START

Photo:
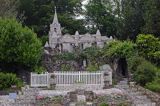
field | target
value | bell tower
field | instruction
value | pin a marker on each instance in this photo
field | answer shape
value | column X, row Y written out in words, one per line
column 55, row 27
column 55, row 31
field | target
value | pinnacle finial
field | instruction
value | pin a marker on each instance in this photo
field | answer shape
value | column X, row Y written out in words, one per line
column 98, row 32
column 55, row 20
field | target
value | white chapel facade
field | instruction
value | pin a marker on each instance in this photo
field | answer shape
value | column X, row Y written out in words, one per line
column 67, row 42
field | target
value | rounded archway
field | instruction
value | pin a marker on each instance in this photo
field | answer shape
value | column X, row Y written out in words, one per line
column 122, row 69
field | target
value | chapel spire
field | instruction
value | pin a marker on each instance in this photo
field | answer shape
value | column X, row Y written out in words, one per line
column 55, row 20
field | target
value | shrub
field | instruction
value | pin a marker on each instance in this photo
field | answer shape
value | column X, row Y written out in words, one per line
column 65, row 67
column 154, row 85
column 18, row 45
column 92, row 68
column 104, row 104
column 148, row 47
column 9, row 79
column 118, row 49
column 145, row 73
column 39, row 69
column 134, row 62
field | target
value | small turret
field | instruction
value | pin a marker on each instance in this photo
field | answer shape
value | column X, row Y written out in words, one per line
column 98, row 33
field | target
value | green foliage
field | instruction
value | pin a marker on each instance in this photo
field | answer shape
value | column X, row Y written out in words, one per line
column 97, row 13
column 9, row 79
column 92, row 67
column 104, row 104
column 91, row 53
column 8, row 8
column 118, row 49
column 66, row 56
column 39, row 69
column 40, row 13
column 148, row 47
column 19, row 45
column 154, row 85
column 144, row 73
column 66, row 67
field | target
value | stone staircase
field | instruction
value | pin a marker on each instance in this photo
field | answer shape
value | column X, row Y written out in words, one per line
column 137, row 97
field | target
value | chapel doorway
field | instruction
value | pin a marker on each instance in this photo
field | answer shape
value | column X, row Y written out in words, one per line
column 122, row 68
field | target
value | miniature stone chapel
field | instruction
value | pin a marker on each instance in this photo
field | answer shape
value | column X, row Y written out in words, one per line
column 67, row 42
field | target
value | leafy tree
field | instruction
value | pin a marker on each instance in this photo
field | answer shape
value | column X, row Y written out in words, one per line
column 148, row 47
column 145, row 73
column 19, row 45
column 151, row 17
column 154, row 85
column 132, row 13
column 118, row 49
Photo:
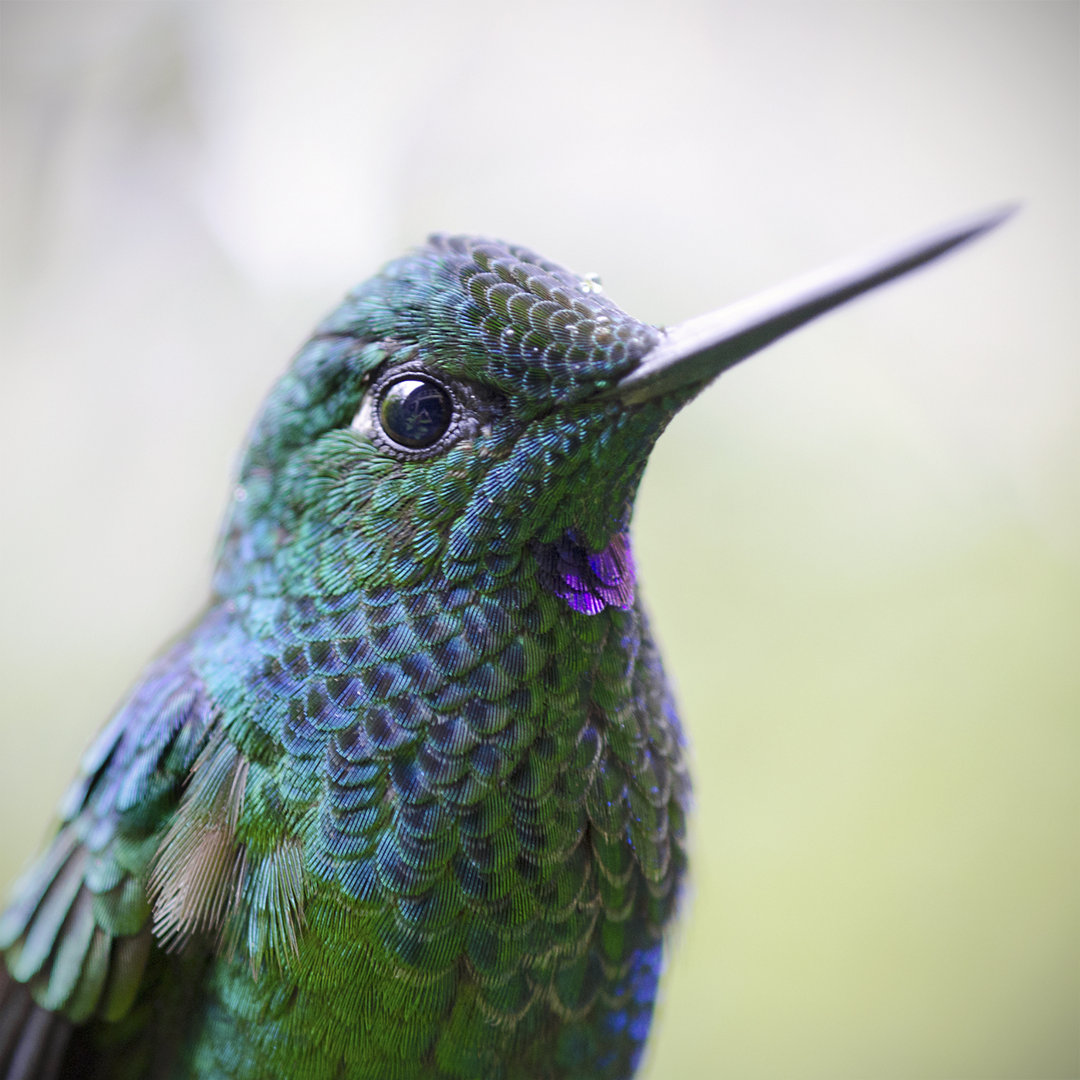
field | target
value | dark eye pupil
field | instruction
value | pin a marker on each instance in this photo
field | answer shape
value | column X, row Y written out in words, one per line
column 416, row 413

END

TASK DIRECTIONS: Exactly reproduce the entries above, minus the pictures.

PROBLEM SOLUTION:
Photo:
field | target
value | bell tower
field | instruction
value | pin a marker on each instance in this photo
field | answer shape
value | column X, row Y written out in words, one per line
column 55, row 27
column 55, row 31
field | target
value | pinnacle finial
field | instruction
value | pin a marker on each instance in this photo
field | answer shape
value | column X, row Y written out in words, one per line
column 98, row 32
column 55, row 20
field | target
value | white chapel facade
field | instruction
value | pin a marker on each instance in this photo
field | answer shape
value | column X, row Y written out in words, one per line
column 67, row 42
field | target
value | rounded archway
field | instruction
value | pin a marker on each instance in this photo
field | answer shape
value | column X, row Y written out in words, one per line
column 122, row 69
field | target
value | chapel spire
field | instruction
value | pin a marker on each instance in this photo
field | answer shape
value | column X, row Y written out in words, one per line
column 55, row 20
field | target
value | shrub
field | instruction
value | pin a marker on each instance in this photo
field | answer shape
value | column X, row Y written out in words, one per line
column 65, row 67
column 154, row 85
column 18, row 45
column 92, row 68
column 104, row 104
column 148, row 47
column 9, row 79
column 118, row 49
column 145, row 73
column 39, row 69
column 134, row 62
field | target
value | small turret
field | instruction
value | pin a marker on each instance in this photo
field | answer shape
value | column X, row Y written out in words, one per line
column 98, row 33
field | target
value | green foliage
field | instruction
value | pin a marker on each instance in this photo
field | answer shape
value | column X, row Y written out in words, one per line
column 97, row 13
column 9, row 79
column 92, row 67
column 104, row 104
column 91, row 53
column 8, row 8
column 118, row 49
column 66, row 56
column 39, row 69
column 40, row 13
column 148, row 47
column 19, row 45
column 154, row 85
column 144, row 73
column 66, row 67
field | target
value | stone staircase
field | instruction
value | pin a marker on each instance in this photo
field | answer shape
value | column X, row Y written out in words, one per line
column 137, row 97
field | target
value | chapel doorway
field | instruction
value | pin a marker on each instance in this photo
field | answer shape
value | column X, row Y written out in words, one per line
column 122, row 68
field | target
value | miniature stone chapel
field | instruction
value | pin a marker on each instance in this photo
field | answer shape
value | column X, row Y written out in words, one per line
column 67, row 42
field | target
value | leafy tree
field | instruction
value | pin a marker on each instance in this photo
field | answer shape
value | column X, row Y written out in words, one per line
column 148, row 47
column 145, row 73
column 19, row 45
column 151, row 17
column 154, row 85
column 132, row 13
column 118, row 49
Photo:
field | target
value | dark eye pupil
field | instruction
value | pin a marker on each instance in this photo
field | answer shape
value | column X, row Y written out in words, one per line
column 416, row 413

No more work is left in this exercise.